■ **What the task requires**
Restate exactly, please, each line of the listing from the one with "Dear assistant, the user would like the hazy" to the last, including both.

-------

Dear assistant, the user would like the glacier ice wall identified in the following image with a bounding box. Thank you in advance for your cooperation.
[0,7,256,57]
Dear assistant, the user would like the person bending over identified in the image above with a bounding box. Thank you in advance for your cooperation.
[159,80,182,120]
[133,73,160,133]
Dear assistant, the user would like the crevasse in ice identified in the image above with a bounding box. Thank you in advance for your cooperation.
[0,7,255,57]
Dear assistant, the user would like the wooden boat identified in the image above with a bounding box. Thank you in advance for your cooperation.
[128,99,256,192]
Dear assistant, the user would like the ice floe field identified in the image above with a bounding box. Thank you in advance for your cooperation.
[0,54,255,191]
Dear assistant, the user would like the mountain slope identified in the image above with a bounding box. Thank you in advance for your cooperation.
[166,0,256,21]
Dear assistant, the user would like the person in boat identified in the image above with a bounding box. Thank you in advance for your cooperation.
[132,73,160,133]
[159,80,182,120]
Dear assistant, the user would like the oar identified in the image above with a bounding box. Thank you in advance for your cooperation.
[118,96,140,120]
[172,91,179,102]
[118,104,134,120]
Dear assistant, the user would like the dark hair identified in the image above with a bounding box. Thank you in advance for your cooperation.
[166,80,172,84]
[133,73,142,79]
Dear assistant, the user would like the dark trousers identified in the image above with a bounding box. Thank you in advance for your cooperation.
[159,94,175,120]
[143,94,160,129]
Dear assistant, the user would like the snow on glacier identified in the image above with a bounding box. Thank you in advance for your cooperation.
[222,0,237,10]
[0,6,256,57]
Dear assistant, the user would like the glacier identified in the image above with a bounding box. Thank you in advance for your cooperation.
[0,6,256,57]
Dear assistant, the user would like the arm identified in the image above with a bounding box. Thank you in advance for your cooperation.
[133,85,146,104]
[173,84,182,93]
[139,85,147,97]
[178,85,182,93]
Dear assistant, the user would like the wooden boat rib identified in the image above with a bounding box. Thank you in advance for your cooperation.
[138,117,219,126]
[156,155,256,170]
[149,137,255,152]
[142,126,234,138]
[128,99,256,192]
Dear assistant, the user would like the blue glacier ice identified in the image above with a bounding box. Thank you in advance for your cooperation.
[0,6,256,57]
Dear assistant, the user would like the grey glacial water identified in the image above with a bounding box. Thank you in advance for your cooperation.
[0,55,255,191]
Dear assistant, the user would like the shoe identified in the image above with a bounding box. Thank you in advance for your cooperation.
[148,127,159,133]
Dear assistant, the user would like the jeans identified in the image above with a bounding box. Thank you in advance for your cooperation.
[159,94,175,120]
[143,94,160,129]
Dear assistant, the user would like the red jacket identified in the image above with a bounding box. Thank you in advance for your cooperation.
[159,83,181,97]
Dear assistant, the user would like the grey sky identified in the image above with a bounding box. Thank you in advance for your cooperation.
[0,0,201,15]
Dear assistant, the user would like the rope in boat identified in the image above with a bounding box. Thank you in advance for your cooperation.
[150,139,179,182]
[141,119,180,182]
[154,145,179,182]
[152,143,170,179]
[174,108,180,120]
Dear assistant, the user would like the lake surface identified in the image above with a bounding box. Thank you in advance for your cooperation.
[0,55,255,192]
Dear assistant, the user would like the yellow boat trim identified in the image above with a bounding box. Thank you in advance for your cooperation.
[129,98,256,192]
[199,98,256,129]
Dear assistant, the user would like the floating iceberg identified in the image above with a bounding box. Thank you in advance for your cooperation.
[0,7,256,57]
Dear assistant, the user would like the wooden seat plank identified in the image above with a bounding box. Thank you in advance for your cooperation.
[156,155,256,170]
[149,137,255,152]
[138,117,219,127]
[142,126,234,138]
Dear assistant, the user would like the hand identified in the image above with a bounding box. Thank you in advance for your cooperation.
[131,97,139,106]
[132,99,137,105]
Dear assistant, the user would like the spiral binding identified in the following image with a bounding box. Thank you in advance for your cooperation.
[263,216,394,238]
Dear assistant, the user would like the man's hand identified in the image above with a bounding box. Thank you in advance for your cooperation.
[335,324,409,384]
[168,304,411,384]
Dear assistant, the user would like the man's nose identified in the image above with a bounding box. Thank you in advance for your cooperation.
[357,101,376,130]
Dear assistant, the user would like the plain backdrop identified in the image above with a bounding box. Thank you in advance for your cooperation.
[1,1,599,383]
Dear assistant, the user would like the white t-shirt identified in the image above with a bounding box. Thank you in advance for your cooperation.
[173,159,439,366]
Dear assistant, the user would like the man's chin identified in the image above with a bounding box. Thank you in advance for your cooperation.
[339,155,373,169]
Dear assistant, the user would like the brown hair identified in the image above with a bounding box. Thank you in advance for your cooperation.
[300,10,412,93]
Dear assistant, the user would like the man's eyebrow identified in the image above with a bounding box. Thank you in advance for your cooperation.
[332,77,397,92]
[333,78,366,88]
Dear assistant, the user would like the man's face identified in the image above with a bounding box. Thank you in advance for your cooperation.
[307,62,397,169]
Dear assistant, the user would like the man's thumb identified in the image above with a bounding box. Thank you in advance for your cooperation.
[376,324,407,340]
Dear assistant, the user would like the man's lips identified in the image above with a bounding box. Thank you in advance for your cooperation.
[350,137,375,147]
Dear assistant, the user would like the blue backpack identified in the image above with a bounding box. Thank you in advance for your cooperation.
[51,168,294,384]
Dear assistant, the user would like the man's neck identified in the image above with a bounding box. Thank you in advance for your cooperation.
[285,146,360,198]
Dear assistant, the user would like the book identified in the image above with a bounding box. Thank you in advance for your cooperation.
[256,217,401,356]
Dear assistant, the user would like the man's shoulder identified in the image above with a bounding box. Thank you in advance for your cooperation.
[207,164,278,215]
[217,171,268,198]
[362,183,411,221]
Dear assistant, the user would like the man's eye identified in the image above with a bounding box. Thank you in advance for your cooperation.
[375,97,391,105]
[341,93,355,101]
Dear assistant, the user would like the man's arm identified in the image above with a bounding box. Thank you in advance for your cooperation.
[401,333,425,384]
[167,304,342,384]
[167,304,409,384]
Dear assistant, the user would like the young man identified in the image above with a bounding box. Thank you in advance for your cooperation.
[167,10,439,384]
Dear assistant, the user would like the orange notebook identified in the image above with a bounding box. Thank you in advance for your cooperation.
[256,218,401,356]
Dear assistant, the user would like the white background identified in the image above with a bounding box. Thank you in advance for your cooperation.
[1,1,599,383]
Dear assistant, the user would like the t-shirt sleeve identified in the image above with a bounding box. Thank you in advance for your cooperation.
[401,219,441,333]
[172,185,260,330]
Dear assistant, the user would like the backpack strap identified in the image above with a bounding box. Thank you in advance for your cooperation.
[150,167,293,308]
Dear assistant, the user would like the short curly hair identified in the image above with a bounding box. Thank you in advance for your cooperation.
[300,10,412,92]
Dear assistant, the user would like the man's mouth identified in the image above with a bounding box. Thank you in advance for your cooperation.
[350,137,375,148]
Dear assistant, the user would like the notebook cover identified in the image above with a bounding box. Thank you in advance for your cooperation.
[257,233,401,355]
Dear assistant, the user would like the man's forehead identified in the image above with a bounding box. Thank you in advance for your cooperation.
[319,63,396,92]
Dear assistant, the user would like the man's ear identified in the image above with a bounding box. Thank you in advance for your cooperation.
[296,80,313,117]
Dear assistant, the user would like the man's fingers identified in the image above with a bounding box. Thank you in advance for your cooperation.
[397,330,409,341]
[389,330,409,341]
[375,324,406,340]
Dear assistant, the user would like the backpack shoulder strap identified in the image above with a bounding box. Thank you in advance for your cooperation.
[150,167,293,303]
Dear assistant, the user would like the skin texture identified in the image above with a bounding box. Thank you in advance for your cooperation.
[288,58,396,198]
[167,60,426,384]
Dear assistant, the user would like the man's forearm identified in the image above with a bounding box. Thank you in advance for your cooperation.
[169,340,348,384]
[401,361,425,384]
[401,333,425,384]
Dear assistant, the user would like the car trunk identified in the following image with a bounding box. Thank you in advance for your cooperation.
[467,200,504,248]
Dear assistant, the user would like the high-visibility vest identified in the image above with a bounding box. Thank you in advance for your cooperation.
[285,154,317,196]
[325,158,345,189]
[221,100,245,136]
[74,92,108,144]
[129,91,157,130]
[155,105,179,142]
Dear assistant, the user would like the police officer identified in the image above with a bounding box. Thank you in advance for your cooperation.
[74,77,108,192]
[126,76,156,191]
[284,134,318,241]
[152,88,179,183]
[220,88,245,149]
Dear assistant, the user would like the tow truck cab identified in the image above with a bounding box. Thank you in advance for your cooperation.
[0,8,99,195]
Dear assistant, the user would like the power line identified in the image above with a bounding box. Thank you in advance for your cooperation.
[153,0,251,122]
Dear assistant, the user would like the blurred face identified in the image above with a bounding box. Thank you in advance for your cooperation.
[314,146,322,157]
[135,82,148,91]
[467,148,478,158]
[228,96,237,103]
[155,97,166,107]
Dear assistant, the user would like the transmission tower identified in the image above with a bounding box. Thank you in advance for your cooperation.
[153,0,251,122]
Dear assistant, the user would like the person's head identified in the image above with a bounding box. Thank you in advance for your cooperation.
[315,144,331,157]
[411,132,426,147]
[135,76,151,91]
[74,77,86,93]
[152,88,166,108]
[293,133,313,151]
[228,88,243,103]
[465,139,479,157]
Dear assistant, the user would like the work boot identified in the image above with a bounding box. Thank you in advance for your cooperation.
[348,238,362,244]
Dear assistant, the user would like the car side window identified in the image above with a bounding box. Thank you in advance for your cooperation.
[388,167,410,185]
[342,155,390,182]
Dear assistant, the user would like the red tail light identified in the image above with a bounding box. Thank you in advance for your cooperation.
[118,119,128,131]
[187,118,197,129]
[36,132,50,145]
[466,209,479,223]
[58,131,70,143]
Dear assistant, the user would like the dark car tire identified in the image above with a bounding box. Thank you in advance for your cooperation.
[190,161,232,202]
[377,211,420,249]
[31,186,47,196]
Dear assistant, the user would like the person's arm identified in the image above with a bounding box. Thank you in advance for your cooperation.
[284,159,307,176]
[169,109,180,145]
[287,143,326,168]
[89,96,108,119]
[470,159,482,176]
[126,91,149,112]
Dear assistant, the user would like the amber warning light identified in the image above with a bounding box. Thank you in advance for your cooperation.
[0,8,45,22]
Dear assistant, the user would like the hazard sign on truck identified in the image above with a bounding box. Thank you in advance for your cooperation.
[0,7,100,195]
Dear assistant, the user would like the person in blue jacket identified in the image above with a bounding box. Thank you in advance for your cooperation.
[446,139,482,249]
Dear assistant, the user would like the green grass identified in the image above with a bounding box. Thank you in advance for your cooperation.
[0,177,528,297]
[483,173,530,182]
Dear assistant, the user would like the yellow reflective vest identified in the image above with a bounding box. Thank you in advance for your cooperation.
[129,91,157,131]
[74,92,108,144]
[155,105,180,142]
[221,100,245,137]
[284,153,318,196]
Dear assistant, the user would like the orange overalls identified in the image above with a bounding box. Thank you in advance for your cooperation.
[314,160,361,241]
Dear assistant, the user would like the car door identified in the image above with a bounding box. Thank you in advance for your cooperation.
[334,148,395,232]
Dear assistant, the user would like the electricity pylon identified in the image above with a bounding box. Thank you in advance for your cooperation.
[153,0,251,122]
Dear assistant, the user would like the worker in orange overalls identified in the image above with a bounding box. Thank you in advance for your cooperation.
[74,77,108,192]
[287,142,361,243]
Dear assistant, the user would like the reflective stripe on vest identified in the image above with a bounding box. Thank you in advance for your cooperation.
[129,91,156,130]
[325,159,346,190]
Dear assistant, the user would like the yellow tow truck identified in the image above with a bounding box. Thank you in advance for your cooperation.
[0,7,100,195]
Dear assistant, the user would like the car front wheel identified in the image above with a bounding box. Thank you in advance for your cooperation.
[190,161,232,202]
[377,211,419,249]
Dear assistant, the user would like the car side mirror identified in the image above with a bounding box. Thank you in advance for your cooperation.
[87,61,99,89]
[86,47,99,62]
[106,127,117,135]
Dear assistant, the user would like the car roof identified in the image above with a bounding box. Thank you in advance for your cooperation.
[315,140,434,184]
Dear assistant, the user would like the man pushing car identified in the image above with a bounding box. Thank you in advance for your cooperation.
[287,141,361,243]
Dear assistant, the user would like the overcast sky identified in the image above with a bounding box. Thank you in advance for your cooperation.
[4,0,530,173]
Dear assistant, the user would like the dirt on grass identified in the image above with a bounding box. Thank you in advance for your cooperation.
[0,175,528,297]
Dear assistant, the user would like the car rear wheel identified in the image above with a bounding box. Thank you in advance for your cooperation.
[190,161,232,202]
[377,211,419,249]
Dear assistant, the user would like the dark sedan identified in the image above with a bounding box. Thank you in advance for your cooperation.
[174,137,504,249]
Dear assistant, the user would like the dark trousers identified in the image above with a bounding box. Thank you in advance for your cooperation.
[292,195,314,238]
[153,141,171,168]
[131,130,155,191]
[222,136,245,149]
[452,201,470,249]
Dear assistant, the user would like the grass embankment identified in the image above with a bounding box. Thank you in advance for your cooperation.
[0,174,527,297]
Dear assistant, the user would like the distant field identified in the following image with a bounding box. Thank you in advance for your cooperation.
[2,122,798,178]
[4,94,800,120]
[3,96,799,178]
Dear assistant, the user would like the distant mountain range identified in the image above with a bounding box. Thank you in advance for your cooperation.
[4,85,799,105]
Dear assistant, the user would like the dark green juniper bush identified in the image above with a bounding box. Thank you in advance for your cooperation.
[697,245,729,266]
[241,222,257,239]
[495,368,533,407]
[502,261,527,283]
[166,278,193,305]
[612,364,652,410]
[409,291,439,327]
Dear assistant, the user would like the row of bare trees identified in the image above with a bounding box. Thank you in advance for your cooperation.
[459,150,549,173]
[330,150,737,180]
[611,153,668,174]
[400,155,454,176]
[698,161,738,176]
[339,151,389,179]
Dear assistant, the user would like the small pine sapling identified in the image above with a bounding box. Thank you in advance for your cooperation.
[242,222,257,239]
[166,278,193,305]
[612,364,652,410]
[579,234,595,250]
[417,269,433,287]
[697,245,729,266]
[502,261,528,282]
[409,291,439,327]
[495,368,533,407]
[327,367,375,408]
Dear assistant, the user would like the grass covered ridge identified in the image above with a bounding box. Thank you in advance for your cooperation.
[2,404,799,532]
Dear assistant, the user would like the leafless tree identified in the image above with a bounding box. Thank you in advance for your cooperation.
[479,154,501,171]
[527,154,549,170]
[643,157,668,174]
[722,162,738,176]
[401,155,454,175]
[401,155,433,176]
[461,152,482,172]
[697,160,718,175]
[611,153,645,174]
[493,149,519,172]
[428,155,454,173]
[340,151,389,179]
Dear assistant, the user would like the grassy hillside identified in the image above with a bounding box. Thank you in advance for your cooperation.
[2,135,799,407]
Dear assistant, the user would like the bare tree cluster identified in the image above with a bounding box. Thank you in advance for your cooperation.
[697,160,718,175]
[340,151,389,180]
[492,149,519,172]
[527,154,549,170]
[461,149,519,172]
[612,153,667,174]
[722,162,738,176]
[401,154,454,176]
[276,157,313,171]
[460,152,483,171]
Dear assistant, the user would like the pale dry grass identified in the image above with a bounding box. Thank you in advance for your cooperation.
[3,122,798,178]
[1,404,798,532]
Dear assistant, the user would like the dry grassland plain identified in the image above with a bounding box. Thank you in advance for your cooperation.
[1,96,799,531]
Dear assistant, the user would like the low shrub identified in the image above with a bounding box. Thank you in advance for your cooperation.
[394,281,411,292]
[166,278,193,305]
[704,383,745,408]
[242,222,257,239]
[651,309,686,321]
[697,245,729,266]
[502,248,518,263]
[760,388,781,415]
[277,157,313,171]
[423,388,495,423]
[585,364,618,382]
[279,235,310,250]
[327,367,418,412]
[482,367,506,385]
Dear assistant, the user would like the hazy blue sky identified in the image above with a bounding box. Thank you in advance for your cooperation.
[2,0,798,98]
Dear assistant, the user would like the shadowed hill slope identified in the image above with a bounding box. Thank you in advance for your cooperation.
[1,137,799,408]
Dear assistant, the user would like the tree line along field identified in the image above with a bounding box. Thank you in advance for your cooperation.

-------

■ **Written response**
Dear assistant, the user would like the hazy blue sky identified in the image above with a bounding box. Thank you in advance for your cooperation.
[2,0,798,98]
Dear assistant, the user would like the shadowed hill slope identified in the image above with a bounding box. Thank you in advance for your cooperation.
[1,137,799,408]
Dear assistant, the user would like the tree line along field identified in the image above with a bounding box. Thank you in advance for your cooperation.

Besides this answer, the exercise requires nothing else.